### EXERCISE INPUT
──────

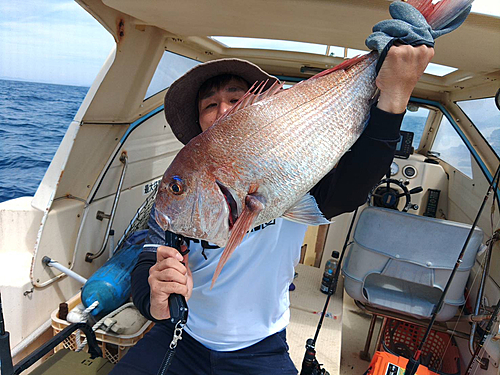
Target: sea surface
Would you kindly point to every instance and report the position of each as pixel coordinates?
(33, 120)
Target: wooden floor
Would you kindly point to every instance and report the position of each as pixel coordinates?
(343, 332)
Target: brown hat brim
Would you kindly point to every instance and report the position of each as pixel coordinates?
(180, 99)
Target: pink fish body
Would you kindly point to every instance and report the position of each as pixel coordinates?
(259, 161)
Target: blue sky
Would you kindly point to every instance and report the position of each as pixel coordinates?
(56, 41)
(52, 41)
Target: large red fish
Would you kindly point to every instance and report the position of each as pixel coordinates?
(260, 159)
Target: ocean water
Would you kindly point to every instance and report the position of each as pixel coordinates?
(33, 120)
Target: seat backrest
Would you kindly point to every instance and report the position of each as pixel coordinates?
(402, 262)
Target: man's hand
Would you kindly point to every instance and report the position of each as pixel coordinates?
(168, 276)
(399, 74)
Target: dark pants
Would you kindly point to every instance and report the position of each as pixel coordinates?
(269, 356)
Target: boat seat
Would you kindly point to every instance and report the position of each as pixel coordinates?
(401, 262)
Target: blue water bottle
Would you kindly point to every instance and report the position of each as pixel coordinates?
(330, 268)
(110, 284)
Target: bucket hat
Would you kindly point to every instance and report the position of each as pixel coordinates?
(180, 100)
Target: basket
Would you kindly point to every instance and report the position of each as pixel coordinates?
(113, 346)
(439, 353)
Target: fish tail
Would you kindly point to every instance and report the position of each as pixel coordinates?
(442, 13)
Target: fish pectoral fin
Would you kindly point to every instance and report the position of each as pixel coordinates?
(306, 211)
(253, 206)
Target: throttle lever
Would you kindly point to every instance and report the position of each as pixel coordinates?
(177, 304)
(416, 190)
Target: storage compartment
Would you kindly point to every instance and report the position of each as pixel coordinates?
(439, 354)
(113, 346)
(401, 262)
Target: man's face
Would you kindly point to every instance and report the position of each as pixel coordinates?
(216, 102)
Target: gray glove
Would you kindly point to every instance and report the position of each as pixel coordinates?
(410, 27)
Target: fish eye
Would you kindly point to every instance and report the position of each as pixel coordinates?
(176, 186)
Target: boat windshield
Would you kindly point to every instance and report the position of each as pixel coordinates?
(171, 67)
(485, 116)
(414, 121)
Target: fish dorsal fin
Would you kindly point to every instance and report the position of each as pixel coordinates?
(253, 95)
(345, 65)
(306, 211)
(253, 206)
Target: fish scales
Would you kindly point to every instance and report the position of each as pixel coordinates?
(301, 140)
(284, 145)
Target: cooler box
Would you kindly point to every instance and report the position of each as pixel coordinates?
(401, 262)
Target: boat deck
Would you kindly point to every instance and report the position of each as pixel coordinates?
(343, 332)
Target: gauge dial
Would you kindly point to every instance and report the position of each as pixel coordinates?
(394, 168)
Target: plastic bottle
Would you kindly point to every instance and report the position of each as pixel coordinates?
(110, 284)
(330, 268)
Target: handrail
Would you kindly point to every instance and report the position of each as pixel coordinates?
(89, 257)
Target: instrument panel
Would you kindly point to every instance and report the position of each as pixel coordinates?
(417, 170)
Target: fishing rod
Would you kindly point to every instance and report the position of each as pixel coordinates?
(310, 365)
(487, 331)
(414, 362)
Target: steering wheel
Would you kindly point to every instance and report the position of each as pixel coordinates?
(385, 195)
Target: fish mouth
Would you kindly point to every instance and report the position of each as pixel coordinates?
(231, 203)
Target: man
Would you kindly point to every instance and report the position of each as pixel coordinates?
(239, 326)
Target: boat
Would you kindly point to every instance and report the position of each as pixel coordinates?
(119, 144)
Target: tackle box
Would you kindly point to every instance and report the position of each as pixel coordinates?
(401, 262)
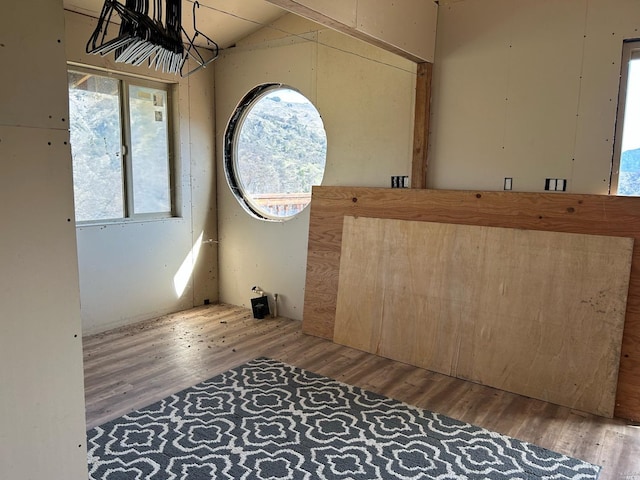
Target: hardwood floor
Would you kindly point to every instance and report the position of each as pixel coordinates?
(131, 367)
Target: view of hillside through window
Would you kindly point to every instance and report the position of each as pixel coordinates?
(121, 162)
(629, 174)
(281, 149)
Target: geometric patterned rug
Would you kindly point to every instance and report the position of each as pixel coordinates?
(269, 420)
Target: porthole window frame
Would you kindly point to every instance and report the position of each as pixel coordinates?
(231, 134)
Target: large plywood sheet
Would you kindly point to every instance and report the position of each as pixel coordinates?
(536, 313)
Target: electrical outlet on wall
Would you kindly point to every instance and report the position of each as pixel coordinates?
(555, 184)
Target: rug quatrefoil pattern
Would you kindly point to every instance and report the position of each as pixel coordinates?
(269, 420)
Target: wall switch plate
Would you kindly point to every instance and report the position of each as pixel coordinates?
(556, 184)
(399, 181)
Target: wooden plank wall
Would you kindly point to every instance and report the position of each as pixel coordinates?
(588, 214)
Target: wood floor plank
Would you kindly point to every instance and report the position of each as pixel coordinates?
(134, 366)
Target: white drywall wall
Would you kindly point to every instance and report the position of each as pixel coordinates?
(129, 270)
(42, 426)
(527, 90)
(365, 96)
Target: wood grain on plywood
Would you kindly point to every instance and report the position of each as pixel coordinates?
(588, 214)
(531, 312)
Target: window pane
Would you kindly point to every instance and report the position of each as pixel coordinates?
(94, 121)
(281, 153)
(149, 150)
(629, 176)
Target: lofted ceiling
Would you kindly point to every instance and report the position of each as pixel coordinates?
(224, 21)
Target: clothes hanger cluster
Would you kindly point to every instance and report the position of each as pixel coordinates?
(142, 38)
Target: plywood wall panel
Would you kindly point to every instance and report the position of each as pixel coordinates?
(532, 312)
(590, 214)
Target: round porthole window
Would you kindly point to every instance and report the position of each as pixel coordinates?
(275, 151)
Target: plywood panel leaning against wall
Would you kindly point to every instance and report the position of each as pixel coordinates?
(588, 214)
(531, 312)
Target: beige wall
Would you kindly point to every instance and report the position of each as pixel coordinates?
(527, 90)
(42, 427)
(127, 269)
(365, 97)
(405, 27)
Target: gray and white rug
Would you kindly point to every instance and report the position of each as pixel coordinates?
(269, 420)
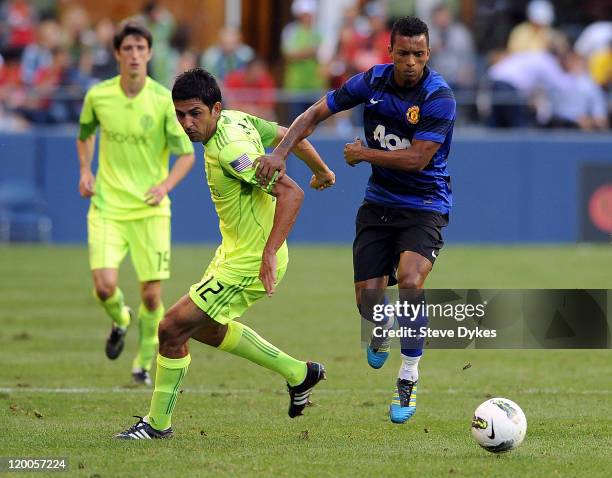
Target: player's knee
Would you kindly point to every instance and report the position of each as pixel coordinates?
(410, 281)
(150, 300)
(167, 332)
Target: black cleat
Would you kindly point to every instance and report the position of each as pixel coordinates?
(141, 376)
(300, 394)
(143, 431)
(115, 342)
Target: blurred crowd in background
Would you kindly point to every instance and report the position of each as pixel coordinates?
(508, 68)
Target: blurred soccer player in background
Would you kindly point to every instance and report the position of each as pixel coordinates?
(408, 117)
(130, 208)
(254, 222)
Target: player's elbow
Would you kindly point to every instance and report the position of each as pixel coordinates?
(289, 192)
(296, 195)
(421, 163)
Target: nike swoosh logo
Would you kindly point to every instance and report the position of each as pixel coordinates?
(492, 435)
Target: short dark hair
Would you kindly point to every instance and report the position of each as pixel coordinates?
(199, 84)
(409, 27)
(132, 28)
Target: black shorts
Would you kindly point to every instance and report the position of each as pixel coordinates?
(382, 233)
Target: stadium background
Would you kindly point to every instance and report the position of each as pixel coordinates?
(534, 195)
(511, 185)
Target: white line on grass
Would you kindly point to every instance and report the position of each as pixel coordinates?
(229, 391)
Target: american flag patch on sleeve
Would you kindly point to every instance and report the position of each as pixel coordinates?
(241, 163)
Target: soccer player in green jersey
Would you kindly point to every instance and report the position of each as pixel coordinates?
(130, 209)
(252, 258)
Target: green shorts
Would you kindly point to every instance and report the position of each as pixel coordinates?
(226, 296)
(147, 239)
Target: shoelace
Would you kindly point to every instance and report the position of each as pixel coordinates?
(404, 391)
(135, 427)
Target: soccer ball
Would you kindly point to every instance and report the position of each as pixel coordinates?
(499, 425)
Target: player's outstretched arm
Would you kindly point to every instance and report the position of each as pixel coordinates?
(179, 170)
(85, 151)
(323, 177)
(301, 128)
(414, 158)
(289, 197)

──────

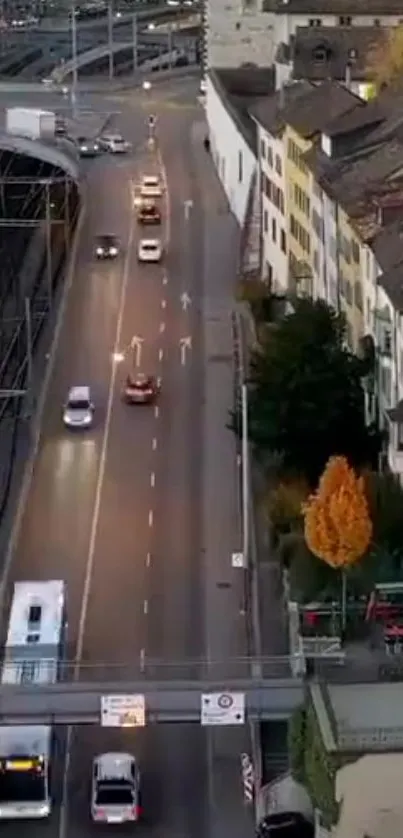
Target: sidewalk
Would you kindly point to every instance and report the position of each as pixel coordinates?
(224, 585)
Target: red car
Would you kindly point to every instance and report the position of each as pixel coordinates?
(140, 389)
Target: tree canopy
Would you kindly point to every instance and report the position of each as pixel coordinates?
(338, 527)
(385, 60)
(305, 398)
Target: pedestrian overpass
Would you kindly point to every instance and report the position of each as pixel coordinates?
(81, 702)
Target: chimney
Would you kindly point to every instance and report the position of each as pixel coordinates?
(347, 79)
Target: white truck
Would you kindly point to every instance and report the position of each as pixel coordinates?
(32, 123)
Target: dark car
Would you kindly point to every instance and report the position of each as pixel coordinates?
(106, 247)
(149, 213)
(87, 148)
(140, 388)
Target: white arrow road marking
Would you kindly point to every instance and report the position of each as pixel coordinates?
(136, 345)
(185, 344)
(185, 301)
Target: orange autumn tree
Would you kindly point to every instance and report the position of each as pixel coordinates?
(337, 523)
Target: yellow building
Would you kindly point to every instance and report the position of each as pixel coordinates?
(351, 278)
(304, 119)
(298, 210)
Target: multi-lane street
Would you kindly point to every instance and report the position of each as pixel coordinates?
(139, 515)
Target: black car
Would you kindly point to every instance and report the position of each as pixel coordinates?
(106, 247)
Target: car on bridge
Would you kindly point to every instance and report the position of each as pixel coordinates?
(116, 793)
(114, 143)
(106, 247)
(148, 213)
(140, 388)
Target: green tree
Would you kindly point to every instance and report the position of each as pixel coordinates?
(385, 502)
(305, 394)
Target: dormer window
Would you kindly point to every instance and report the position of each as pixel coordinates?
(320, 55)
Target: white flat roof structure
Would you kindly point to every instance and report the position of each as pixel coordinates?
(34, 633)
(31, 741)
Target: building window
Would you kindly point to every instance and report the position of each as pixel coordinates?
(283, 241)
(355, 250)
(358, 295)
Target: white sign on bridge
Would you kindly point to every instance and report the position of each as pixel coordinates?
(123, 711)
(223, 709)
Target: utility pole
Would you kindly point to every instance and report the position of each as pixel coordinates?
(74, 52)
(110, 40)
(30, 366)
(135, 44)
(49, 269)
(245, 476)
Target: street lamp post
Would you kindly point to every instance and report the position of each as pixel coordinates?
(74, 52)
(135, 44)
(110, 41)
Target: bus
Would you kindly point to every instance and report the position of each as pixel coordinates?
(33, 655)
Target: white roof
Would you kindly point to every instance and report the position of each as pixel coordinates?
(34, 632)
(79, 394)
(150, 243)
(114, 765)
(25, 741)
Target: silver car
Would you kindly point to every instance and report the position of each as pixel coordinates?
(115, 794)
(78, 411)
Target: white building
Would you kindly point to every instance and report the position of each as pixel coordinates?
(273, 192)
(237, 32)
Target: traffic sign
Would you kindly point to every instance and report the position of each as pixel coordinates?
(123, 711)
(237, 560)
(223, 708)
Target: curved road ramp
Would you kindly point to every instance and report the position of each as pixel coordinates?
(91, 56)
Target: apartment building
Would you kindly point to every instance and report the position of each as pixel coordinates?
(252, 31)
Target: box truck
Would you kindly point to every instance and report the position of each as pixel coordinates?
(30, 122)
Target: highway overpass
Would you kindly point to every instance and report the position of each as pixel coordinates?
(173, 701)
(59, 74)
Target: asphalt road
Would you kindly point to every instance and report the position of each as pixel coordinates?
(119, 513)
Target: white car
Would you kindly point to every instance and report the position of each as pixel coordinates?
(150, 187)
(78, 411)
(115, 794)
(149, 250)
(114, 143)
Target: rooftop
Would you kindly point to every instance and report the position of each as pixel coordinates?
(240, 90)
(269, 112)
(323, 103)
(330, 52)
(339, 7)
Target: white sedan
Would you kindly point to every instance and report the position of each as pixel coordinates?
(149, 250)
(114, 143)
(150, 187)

──────

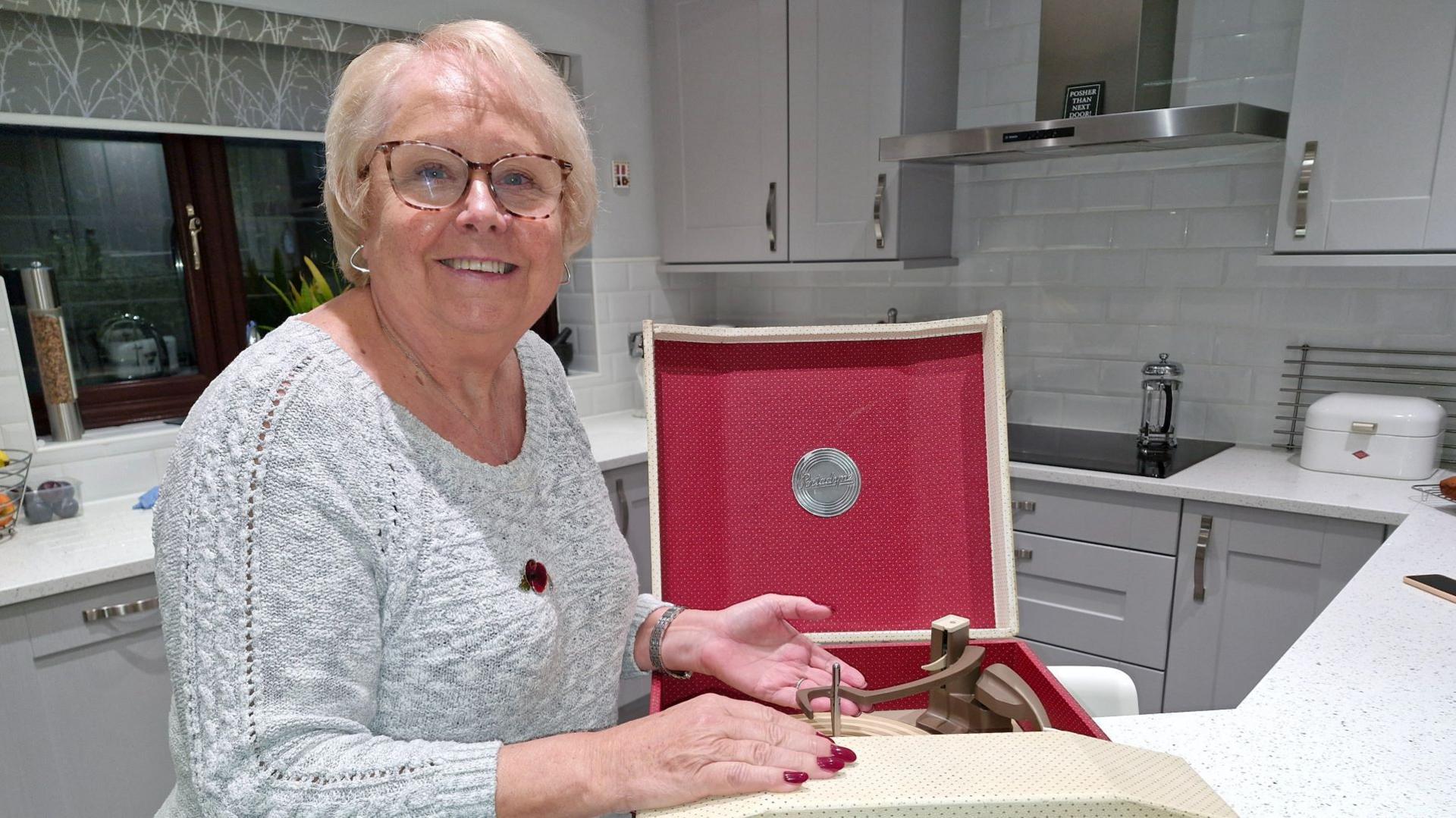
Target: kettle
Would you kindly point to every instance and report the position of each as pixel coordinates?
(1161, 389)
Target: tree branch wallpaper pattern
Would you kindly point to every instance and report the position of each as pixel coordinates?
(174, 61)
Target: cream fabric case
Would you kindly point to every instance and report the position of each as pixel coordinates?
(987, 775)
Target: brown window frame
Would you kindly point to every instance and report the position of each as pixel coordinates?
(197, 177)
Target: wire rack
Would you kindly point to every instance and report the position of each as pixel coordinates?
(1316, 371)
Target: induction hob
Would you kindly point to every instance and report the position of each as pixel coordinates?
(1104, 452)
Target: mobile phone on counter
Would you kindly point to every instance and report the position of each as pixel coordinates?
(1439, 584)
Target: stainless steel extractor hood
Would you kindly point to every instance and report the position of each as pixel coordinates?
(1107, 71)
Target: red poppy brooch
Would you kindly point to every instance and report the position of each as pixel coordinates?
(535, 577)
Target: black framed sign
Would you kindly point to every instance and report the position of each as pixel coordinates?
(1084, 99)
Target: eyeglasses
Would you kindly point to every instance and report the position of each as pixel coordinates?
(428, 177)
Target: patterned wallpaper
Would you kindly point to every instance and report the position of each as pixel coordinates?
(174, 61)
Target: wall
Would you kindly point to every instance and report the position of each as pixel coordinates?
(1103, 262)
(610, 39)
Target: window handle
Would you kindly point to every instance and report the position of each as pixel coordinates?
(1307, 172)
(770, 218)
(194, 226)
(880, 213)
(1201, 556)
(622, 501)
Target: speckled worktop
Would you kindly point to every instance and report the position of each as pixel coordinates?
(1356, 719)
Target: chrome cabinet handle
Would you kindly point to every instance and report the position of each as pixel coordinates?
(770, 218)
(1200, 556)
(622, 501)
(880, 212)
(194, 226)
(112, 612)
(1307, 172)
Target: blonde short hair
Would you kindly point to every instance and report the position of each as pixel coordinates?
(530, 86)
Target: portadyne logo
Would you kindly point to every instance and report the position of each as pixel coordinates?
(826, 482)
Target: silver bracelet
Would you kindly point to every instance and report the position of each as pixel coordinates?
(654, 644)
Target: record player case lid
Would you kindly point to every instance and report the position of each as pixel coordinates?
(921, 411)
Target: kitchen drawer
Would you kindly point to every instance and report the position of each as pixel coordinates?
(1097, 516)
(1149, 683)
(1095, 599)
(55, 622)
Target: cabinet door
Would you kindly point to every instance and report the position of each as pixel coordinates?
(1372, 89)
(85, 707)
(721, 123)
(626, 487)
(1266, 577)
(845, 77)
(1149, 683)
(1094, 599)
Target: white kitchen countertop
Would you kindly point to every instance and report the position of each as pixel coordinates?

──────

### WHAT YOU NEED TO DO
Gather every line of the entries above that contains the string "handle" and copy each one out in full.

### WRITTEN REPLY
Target: window handle
Target: chrome cabinet handle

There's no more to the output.